Top of QUOTED PASSAGE

# Help and Advice > Related Illness/medication/alternatives >  Feel SO ill

## JustEM

I'm just wondering if my symptoms can be a direct cause of depression and of stress. I wondered if anyone has had any similar experiences and was hoping for some words of encouragement or for some advice....

I am absolutely exhausted. I can feel overwhelmed by the simplest of things. For example, sometimes I can't even make the bed or peg the washing out because I feel like, 'Ugh. I just don't care about this!' 

I love going out for walks but when I do I feel like I have to really push my body. There is no 'oomph!' in me. Sometimes I just lie in my bed and let my body rest but my mind is always whirring away! My whole body aches!! - My head, my neck, my shoulders and my upper back in particular, but I have a weird butterfly feeling in my stomach also and strange almost-cramping pains in my legs and upper arms. My sinuses also feel blocked and this general aching and pain is dragging down the mood. 


I've been under an enormous amount of stress lately and hadn't been sleeping, but I took some sleeping kalms tablets and they've seemed to help thankfully! I've also removed a stressful situation from my life but there's still A LOT more I need to deal with going on right now. 


My diet isn't great. I mostly eat fruit and eat an absolute maximum of 700 calories in a day (over-exaggerated and is more like an absolute max of 600). I feel like my body this week has just snapped and said, 'Sorry, I cant do anything anymore'. I have NO energy.

Bottom of QUOTED PASSAGE
Top of GIVEN DATA

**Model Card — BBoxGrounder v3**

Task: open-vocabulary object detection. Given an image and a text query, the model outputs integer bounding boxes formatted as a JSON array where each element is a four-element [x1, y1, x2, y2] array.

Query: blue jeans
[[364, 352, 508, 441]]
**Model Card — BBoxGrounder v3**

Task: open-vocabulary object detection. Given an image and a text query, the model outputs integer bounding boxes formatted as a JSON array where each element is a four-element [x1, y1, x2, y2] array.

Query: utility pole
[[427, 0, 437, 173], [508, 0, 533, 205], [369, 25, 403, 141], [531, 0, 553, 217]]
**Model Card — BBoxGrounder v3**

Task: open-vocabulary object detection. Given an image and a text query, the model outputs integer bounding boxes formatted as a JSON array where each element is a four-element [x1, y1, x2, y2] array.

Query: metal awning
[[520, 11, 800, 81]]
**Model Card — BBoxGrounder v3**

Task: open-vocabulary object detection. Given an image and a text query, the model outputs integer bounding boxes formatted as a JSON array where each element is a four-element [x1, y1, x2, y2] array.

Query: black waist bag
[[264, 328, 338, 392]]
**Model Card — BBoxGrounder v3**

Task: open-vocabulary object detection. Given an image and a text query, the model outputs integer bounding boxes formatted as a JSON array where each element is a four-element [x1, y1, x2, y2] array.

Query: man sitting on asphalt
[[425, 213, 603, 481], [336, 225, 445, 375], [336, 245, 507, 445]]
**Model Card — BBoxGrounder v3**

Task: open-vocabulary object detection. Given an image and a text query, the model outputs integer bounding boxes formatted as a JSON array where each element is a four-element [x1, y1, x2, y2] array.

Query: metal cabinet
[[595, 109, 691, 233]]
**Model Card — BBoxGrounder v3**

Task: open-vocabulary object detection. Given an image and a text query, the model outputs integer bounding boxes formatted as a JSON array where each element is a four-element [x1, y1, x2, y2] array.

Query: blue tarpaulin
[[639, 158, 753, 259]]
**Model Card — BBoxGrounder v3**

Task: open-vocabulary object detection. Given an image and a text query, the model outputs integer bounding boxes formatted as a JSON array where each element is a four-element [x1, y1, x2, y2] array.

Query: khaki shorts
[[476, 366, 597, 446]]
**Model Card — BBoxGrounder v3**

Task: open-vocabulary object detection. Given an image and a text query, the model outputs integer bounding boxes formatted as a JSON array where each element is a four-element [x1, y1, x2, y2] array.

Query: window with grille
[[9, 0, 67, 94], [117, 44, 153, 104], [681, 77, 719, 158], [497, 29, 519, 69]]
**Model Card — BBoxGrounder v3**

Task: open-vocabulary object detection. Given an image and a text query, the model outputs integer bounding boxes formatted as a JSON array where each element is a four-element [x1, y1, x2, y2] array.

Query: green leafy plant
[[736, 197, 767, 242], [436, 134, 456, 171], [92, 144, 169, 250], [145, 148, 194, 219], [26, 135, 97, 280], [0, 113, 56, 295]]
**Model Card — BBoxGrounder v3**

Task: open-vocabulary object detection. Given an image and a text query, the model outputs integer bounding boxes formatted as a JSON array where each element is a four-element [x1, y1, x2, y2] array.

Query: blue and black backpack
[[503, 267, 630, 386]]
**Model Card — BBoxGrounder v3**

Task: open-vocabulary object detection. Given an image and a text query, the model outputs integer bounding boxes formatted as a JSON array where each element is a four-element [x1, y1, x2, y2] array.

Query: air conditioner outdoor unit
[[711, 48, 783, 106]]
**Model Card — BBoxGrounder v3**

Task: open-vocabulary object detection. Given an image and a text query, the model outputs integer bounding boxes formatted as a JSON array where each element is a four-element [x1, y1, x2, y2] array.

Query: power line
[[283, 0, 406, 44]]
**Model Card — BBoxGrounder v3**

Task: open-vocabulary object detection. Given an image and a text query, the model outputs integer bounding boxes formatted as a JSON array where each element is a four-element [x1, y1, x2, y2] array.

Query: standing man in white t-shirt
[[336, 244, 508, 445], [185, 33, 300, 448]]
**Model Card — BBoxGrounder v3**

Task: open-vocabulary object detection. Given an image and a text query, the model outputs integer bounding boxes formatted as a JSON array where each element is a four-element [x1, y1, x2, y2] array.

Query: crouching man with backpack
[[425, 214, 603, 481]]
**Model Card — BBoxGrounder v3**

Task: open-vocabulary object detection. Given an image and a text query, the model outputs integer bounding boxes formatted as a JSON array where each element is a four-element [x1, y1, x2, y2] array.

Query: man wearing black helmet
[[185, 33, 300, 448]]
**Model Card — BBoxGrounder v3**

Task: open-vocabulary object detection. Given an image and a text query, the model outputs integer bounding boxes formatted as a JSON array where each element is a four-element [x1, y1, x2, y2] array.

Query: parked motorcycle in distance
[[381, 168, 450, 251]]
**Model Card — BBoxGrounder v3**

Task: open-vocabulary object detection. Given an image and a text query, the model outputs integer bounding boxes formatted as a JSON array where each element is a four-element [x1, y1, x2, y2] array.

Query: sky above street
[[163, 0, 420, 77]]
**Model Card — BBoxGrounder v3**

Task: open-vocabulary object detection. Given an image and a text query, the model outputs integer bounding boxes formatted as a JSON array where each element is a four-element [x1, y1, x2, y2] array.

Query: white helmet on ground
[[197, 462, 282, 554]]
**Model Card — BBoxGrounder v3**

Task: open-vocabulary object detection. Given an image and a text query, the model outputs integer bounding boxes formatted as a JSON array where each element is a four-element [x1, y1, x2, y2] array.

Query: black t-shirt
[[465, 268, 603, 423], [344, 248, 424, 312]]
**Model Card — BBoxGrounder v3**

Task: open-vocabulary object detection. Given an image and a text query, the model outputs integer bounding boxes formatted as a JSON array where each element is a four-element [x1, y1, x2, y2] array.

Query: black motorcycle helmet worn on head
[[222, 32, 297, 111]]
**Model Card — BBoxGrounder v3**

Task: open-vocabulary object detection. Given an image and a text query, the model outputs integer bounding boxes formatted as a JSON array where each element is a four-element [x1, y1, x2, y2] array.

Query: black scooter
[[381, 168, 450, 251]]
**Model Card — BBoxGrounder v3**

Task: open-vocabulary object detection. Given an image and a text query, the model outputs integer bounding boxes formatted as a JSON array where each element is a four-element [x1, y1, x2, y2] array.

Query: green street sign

Bottom of GIVEN DATA

» **YOUR ASSIGNMENT**
Could you repeat the forum post between "My diet isn't" and "have NO energy.", inclusive, swapping "fruit" for "vegetables"? These records were drawn from a separate source.

» **OUTPUT**
My diet isn't great. I mostly eat vegetables and eat an absolute maximum of 700 calories in a day (over-exaggerated and is more like an absolute max of 600). I feel like my body this week has just snapped and said, 'Sorry, I cant do anything anymore'. I have NO energy.